* [EXTRACT]:
=== Begin Enclosure ===
2. **Generated column**: `payload_ts` auto-extracts from JSON on write. Indexed.
3. **Read**: All queries filter by `payload_ts >= ?` in SQL. No JSON parsing for time filtering.
4. **Backfill**: One-time `scripts/backfill_junction_tables.py` populated junction tables from existing payloads. `payload_ts` was auto-populated by SQLite.

## Design Flaw: Two Stores (KNOWN, fix planned)

**Problem:** `SQLiteClusterStore` and `DashboardStore` are parallel copies of the same data access layer. Methods were duplicated when DashboardStore was added, with the same JSON-parsing approach. When junction tables were implemented, only `DashboardStore` was updated. `SQLiteClusterStore` (used by MCP tools) still does full-table JSON parsing for entity/keyword search.

**Current state:**
- `DashboardStore` — uses SQL `payload_ts` filter + junction tables ✓
- `SQLiteClusterStore` — uses SQL `payload_ts` filter for time ✓, but MCP tool entity search (`get_events_for_entity`, `get_news_sentiment`) still fetches top-N clusters by time then filters entities in Python

**Consequence:** `get_events_for_entity("Pete Hegseth", timeframe="72h")` fetches the 200 most recent clusters (via `payload_ts`), then loops in Python checking entities. If the entity appears in 34 clusters but only 15 are in the top 200, 19 are missed.

**Proposed fix:** Collapse both stores into one. `SQLiteClusterStore` should be the single data access layer with proper junction-table methods for entity/keyword search. `DashboardStore` should be a thin wrapper or removed entirely. MCP tools should call `SQLiteClusterStore.get_clusters_by_entity()` using junction tables instead of Python-side filtering.
=== End Enclosure ===
* [TRY IT]:
Return the part of the cluster store notes that runs from "3. **Read**: All" up to and including "(KNOWN, fix planned)", copied word for word.

* [RECORD SET]:
=== Begin Enclosure ===
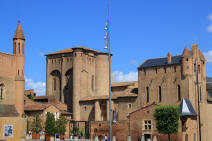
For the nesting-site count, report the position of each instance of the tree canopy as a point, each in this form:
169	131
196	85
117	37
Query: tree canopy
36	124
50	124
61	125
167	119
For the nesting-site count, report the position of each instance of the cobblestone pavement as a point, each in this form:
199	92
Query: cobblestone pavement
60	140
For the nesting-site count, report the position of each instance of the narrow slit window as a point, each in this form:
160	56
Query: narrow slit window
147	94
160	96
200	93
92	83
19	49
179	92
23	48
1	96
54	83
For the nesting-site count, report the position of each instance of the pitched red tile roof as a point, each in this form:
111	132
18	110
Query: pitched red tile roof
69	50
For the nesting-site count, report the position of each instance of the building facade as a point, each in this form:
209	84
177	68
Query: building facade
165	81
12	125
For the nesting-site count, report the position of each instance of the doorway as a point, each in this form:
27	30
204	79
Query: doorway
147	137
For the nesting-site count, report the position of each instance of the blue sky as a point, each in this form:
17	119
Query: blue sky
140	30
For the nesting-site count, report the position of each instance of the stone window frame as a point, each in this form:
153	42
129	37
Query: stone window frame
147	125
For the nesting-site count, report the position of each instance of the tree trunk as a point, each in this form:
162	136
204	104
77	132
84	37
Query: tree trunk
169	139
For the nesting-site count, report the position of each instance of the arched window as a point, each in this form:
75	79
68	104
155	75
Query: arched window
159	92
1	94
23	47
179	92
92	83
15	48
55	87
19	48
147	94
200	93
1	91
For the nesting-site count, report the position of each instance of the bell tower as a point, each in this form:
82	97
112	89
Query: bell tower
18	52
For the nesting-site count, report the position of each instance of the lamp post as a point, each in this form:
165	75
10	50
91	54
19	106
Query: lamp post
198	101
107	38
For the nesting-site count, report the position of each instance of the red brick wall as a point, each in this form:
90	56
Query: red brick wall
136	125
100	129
=== End Enclosure ===
* [RESULT]:
3. **Read**: All queries filter by `payload_ts >= ?` in SQL. No JSON parsing for time filtering.
4. **Backfill**: One-time `scripts/backfill_junction_tables.py` populated junction tables from existing payloads. `payload_ts` was auto-populated by SQLite.

## Design Flaw: Two Stores (KNOWN, fix planned)